*** Block opens ***

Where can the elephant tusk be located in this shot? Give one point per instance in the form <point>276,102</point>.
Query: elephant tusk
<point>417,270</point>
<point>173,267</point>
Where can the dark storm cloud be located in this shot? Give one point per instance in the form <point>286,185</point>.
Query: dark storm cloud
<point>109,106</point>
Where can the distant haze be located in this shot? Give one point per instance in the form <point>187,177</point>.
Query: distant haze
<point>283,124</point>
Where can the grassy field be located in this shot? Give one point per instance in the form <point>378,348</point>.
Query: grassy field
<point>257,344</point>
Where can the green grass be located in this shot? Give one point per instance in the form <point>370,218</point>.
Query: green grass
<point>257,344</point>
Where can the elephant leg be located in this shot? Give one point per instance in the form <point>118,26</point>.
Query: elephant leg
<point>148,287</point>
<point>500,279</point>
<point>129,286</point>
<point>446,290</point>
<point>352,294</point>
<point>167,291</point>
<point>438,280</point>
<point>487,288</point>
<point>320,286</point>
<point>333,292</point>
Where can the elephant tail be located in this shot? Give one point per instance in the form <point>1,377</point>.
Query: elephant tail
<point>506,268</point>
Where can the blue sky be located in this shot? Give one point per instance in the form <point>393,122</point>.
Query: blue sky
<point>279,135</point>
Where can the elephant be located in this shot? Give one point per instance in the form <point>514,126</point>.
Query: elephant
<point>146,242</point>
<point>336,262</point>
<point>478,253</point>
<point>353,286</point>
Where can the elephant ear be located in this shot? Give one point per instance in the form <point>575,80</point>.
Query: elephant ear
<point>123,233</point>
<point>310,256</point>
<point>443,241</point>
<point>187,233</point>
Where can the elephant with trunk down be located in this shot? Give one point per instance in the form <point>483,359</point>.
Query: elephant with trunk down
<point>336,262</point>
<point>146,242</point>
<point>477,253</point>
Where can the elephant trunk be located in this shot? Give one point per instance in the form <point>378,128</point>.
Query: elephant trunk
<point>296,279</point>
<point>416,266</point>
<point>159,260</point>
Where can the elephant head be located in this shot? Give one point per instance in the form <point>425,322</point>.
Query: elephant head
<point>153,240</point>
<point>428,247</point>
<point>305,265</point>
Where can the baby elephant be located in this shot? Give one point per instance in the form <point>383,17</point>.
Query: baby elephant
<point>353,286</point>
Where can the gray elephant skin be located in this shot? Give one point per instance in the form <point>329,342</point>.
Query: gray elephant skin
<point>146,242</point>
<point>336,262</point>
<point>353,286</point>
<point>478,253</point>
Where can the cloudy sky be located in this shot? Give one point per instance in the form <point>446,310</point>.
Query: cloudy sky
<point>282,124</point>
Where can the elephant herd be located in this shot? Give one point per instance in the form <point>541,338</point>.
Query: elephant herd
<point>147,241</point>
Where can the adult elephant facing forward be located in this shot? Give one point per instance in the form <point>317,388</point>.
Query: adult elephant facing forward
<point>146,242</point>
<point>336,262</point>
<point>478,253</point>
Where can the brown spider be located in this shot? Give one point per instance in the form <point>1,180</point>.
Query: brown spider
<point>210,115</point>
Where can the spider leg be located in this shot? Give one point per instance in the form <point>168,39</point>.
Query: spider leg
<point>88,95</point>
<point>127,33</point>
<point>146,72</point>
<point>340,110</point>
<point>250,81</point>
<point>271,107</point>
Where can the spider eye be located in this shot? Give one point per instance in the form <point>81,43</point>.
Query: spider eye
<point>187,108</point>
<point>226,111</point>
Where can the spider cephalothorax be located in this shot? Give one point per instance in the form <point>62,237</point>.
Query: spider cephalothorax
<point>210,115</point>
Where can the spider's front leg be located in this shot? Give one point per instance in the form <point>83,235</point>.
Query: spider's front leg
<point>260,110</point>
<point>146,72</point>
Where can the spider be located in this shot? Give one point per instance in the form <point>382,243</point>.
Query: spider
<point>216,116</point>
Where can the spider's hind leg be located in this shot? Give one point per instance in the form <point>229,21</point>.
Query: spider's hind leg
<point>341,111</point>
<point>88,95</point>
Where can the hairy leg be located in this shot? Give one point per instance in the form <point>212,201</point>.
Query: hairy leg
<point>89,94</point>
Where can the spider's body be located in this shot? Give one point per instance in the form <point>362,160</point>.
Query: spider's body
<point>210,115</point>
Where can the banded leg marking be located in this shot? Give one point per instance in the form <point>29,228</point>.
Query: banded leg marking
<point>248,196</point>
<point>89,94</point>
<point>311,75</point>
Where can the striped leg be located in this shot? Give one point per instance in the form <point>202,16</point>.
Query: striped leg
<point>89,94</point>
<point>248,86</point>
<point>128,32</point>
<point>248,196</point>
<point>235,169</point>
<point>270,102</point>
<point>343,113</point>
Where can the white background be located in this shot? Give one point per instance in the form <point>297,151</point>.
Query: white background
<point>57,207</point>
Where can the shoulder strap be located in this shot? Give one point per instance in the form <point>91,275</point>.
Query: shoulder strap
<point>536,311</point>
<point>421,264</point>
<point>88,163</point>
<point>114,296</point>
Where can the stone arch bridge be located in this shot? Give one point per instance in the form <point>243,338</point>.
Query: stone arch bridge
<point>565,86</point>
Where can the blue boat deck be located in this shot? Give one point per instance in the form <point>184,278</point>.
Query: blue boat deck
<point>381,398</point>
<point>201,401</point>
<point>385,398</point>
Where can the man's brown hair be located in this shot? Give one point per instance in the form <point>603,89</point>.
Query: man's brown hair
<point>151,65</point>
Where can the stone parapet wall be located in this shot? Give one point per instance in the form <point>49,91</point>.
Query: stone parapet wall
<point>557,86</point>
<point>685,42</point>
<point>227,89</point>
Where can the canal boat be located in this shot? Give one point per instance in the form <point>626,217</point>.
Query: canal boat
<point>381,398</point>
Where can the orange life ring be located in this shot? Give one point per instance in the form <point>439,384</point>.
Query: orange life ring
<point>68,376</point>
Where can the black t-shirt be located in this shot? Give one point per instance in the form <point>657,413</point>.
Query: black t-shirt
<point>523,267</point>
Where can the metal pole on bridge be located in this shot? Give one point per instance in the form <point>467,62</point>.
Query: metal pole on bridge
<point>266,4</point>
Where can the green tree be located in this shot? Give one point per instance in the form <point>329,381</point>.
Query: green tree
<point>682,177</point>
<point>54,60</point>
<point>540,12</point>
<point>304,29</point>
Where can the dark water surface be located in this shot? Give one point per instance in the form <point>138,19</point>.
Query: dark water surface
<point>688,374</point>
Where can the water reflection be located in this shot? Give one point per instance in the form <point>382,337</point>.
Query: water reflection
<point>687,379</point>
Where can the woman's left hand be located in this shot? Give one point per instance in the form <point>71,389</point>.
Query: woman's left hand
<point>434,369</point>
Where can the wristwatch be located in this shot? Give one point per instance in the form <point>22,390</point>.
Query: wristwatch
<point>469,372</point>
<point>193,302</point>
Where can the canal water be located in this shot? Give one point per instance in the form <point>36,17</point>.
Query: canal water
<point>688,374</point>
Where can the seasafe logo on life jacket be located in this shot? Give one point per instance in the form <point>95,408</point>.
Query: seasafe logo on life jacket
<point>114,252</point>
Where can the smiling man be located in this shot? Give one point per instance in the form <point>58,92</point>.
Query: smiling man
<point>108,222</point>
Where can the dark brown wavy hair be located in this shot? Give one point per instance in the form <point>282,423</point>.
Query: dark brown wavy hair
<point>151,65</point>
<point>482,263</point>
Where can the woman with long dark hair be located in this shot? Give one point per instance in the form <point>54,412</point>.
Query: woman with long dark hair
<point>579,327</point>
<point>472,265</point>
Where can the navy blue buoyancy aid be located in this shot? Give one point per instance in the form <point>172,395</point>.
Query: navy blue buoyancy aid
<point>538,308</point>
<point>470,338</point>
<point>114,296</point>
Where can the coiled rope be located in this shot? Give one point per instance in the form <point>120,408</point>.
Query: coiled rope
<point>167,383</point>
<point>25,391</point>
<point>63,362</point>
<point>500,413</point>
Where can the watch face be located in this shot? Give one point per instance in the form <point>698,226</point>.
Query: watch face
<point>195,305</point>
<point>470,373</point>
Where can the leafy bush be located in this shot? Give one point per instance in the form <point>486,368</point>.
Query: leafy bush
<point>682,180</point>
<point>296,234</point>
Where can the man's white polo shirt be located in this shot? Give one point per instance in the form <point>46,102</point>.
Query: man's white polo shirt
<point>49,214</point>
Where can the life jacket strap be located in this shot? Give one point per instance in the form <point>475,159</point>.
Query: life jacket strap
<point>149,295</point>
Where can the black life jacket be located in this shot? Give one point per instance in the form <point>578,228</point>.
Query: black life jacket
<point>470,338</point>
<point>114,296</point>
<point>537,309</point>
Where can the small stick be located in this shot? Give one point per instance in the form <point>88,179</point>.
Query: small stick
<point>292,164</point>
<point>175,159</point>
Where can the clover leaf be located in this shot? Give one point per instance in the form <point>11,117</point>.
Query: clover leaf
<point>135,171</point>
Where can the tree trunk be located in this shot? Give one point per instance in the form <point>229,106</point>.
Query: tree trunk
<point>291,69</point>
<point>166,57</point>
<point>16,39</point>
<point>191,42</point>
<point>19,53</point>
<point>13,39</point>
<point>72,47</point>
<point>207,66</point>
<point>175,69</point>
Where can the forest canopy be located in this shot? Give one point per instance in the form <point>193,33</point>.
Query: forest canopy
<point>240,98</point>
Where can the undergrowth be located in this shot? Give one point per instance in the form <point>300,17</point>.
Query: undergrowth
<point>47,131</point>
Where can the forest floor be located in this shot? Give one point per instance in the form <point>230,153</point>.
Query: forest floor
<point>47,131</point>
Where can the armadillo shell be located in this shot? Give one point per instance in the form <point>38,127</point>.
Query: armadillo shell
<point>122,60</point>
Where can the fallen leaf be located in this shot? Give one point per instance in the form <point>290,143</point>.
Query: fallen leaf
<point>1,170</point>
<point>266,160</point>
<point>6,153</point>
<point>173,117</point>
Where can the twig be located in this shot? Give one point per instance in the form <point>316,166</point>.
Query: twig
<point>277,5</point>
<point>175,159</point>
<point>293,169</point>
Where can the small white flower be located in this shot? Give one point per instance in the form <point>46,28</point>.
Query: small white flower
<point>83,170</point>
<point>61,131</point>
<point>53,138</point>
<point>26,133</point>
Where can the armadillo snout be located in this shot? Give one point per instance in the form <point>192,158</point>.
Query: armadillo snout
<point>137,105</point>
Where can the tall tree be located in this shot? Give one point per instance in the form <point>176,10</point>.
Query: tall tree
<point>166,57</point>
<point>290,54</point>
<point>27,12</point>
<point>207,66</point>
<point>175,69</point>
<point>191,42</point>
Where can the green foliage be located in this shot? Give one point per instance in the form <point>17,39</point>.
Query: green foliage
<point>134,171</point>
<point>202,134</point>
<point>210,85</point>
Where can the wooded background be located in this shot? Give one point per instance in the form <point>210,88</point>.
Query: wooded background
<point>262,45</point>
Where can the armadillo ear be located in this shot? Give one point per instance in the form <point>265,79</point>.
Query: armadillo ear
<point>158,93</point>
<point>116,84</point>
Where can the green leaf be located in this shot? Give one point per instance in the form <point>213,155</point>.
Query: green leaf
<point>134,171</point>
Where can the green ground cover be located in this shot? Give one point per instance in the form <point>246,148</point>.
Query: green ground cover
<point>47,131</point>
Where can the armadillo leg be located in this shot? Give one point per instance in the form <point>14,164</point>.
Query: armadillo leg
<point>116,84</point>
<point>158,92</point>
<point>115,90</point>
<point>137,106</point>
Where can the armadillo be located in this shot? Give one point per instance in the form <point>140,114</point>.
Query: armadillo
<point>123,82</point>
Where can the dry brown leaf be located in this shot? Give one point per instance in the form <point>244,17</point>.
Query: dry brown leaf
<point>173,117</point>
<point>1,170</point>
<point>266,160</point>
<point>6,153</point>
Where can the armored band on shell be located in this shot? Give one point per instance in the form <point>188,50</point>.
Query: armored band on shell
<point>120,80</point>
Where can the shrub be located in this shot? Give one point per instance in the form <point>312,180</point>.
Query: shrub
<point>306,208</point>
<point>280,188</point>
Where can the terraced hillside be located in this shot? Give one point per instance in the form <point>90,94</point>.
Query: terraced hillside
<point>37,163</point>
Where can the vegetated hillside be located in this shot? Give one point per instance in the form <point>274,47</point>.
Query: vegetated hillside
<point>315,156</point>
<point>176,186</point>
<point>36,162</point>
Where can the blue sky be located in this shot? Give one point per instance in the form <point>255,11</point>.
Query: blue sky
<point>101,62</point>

*** Block closes ***

■ EXERCISE
Could you set down, exactly as written, the lines above between the one holding "Query: coiled rope" and the one holding "Where can the leafy", inclusive, and nothing more?

■ ANSWER SPACE
Query: coiled rope
<point>167,383</point>
<point>25,391</point>
<point>63,362</point>
<point>500,413</point>
Where can the watch face be located in this shot? Give one point per instance in the form <point>698,226</point>.
Query: watch face
<point>195,305</point>
<point>470,373</point>
Where can the leafy bush be located in this shot? Give one point per instance in the form <point>486,368</point>.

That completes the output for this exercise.